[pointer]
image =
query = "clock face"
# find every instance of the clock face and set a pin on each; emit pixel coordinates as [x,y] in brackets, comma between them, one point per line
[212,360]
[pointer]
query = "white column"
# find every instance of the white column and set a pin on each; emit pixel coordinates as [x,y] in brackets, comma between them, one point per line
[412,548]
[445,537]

==

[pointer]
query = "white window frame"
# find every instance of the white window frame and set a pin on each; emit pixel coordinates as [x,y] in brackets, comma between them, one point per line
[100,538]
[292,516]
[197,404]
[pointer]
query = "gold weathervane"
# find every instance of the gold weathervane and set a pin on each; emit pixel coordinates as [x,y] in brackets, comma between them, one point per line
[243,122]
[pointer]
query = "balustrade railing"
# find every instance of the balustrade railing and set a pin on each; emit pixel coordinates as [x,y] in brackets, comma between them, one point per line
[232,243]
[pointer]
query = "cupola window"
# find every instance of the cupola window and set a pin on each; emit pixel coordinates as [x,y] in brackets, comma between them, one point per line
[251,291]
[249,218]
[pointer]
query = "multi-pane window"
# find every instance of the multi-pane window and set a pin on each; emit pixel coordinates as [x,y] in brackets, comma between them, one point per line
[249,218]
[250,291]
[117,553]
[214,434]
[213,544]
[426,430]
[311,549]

WORK TO BE COMPLETED
Gather all lines of the items above that contain the string "every", and copy each one out in full.

WORKED ANSWER
# find every instance of the clock face and set a pin on each; emit pixel coordinates as [x,y] in brackets, comma between them, one point per line
# find every instance of the white column and set a pin on each; emit pixel coordinates as [x,y] in brackets, comma between them, one point per line
# find every instance of the white window frame and set a pin on each; emit pixel coordinates as [x,y] in brackets, comma between them, one point per line
# find every instance of the gold weathervane and set a pin on each; emit pixel coordinates as [x,y] in brackets, comma between them, one point per line
# find every instance of the balustrade railing and set a pin on each; emit pixel coordinates as [x,y] in brackets, comma between them, one point per line
# find every instance of the cupola window and set a pin on each; emit pixel coordinates as [x,y] in brackets, comma between them, one point per line
# find every instance of the multi-pane window and set a pin on each; emit pixel coordinates as [x,y] in brackets, comma between them, one point per line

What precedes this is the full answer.